Ntvnews.id, Jakarta - Menteri Sosial Saifullah Yusuf mengungkapkan bahwa sebanyak delapan juta warga resmi dicoret dari daftar penerima bantuan iuran (PBI) BPJS Kesehatan.

"Dalam rangka (penyaluran) bansos tepat sasaran, delapan juta lebih dinonaktifkan dari penerima bantuan iuran ini," ucap Saifullah Yusuf, Menteri Sosial dalam rapat dengar pendapat dengan Komisi IX DPR RI membahas data PBI JKN berdasarkan DTSEN, di Kompleks Parlemen, Jakarta, Selasa.

Pencoretan dilakukan karena mereka dinilai telah mampu secara ekonomi, sehingga tak lagi memenuhi syarat sebagai penerima bantuan sosial pemerintah. 

"Kuotanya (PBI) tetap, tapi dialihkan kepada penerima manfaat yang lain yang kita anggap lebih berhak daripada delapan juta sebelumnya," ujar Mensos Saifullah Yusuf.

DATA TERSEDIA —
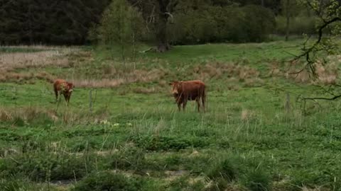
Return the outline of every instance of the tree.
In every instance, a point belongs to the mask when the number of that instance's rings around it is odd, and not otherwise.
[[[109,0],[0,0],[0,43],[84,44]]]
[[[341,6],[336,0],[301,0],[301,3],[313,10],[319,18],[319,25],[317,28],[317,39],[310,40],[308,37],[302,47],[302,52],[297,55],[293,61],[302,64],[301,69],[292,73],[298,75],[303,71],[307,71],[313,79],[319,78],[319,73],[316,70],[318,64],[328,66],[330,62],[325,58],[341,54],[340,45],[335,37],[340,35],[341,30]],[[311,42],[313,41],[313,42]],[[319,85],[320,88],[330,97],[303,98],[307,100],[332,100],[341,97],[340,87],[340,76],[337,76],[332,83],[327,85]]]
[[[282,13],[286,18],[286,41],[288,41],[290,33],[290,19],[298,13],[296,0],[281,0]]]
[[[157,50],[163,52],[169,50],[170,45],[167,37],[167,23],[169,18],[173,18],[173,13],[179,0],[129,0],[142,13],[146,25],[151,28]]]
[[[143,30],[143,19],[138,11],[126,0],[116,0],[104,12],[98,35],[102,43],[113,49],[119,47],[124,61],[127,55],[134,57]]]

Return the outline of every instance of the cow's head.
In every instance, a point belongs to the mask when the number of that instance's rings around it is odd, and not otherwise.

LANGKAH PENGERJAAN —
1: Tampilkan bagian berita tentang pencoretan penerima PBI antara "Ntvnews.id, Jakarta - Menteri" dan "Mensos Saifullah Yusuf.", termasuk kedua batas itu.
2: Menurut berita tentang pencoretan penerima PBI, mengapa delapan juta warga itu dicoret dari daftar?

JAWABAN LATIHAN —
1:
Ntvnews.id, Jakarta - Menteri Sosial Saifullah Yusuf mengungkapkan bahwa sebanyak delapan juta warga resmi dicoret dari daftar penerima bantuan iuran (PBI) BPJS Kesehatan.

"Dalam rangka (penyaluran) bansos tepat sasaran, delapan juta lebih dinonaktifkan dari penerima bantuan iuran ini," ucap Saifullah Yusuf, Menteri Sosial dalam rapat dengar pendapat dengan Komisi IX DPR RI membahas data PBI JKN berdasarkan DTSEN, di Kompleks Parlemen, Jakarta, Selasa.

Pencoretan dilakukan karena mereka dinilai telah mampu secara ekonomi, sehingga tak lagi memenuhi syarat sebagai penerima bantuan sosial pemerintah. 

"Kuotanya (PBI) tetap, tapi dialihkan kepada penerima manfaat yang lain yang kita anggap lebih berhak daripada delapan juta sebelumnya," ujar Mensos Saifullah Yusuf.

2: Mereka dinilai telah mampu secara ekonomi sehingga tak lagi memenuhi syarat sebagai penerima bantuan sosial pemerintah.